**Set exercise:**
In the memory hotplug patch review, how is memory of the PARAVIRT block type unplugged?

**Document passage:**
+-------+

Re: [PATCH RFC] mm/memory_hotplug: Introduce memory block types

2018-09-28 Thread Dave Hansen
It's really nice if these kinds of things are broken up.  First, replace
the old want_memblock parameter, then add the parameter to the
__add_page() calls.

> +/*
> + * NONE: No memory block is to be created (e.g. device memory).
> + * NORMAL:   Memory block that represents normal (boot or hotplugged) memory
> + *   (e.g. ACPI DIMMs) that should be onlined either automatically
> + *   (memhp_auto_online) or manually by user space to select a
> + *   specific zone.
> + *   Applicable to memhp_auto_online.
> + * STANDBY:  Memory block that represents standby memory that should only
> + *   be onlined on demand by user space (e.g. standby memory on
> + *   s390x), but never automatically by the kernel.
> + *   Not applicable to memhp_auto_online.
> + * PARAVIRT: Memory block that represents memory added by
> + *   paravirtualized mechanisms (e.g. hyper-v, xen) that will
> + *   always automatically get onlined. Memory will be unplugged
> + *   using ballooning, not by relying on the MOVABLE ZONE.
> + *   Not applicable to memhp_auto_online.

+-------+

**Given data:**
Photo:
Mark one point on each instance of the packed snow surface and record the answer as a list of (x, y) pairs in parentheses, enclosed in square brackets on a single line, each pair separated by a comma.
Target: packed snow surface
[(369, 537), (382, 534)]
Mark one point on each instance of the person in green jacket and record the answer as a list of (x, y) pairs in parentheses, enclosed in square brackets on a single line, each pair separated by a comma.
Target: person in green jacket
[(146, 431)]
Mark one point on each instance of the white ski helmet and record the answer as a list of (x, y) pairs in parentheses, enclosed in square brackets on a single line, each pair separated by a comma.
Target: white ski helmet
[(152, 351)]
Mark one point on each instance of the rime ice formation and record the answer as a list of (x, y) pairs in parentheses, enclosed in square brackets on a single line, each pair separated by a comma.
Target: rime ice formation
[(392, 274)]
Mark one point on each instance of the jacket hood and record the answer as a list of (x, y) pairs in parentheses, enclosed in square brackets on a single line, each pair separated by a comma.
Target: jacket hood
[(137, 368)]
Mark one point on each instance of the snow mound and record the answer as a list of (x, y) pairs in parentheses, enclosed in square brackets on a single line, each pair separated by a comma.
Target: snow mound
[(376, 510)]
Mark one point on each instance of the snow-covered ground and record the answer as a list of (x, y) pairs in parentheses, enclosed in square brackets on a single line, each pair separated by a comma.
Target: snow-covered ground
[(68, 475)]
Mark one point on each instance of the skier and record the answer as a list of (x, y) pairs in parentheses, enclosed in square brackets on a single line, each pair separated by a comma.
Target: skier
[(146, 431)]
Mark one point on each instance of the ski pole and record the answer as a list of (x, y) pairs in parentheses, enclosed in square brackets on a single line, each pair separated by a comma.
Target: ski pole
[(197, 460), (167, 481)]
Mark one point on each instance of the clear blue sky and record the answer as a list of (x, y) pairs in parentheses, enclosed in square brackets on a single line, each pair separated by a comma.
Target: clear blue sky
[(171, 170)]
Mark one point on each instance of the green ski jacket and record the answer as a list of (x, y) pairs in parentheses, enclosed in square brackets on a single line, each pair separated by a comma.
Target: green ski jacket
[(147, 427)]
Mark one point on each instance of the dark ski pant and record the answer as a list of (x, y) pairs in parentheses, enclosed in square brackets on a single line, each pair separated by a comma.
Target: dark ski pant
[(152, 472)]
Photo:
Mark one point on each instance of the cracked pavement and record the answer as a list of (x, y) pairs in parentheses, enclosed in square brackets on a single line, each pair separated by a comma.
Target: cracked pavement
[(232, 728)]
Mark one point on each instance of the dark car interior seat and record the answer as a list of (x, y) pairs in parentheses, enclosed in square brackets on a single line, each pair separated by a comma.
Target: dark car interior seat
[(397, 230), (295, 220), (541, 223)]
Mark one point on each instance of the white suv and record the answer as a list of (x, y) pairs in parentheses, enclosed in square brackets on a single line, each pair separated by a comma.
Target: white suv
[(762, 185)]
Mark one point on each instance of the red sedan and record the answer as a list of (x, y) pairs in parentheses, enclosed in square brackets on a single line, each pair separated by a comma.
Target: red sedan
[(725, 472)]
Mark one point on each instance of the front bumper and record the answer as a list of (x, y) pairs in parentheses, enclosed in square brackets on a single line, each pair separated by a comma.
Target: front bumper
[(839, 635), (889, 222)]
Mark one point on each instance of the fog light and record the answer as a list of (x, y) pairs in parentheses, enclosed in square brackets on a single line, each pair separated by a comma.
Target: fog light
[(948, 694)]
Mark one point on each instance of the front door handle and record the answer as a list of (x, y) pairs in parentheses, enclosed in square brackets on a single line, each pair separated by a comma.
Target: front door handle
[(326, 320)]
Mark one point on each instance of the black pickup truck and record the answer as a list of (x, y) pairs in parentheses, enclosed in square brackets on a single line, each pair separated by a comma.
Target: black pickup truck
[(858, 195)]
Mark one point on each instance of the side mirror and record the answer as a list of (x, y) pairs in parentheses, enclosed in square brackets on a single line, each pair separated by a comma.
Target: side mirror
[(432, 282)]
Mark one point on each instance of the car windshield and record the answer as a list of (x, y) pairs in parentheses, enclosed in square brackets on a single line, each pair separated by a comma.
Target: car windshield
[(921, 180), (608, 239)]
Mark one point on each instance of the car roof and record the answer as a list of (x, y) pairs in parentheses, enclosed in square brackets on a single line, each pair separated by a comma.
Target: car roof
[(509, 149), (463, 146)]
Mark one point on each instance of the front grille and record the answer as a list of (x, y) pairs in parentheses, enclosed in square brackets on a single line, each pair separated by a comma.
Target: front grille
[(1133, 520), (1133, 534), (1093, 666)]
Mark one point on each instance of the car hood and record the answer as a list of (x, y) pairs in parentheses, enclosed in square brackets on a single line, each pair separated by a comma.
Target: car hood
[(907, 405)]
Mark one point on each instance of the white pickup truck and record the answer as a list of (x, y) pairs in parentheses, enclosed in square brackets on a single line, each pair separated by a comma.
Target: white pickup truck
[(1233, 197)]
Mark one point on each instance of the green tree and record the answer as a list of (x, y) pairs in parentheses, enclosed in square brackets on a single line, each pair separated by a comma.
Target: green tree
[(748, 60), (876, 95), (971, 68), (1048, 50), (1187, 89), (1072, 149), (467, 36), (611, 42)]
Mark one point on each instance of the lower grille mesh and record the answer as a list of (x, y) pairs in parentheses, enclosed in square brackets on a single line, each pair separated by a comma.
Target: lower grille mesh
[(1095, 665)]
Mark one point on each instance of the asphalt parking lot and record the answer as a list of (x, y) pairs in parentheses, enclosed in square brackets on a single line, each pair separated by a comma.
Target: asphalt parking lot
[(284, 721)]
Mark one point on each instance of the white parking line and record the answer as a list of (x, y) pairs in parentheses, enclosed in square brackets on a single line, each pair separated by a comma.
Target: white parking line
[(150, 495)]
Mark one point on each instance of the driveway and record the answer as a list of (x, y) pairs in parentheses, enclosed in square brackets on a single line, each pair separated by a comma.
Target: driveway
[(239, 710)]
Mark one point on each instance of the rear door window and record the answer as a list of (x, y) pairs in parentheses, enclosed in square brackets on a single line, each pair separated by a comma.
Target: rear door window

+-------+

**Problem solution:**
It is unplugged using ballooning, not by relying on the MOVABLE ZONE.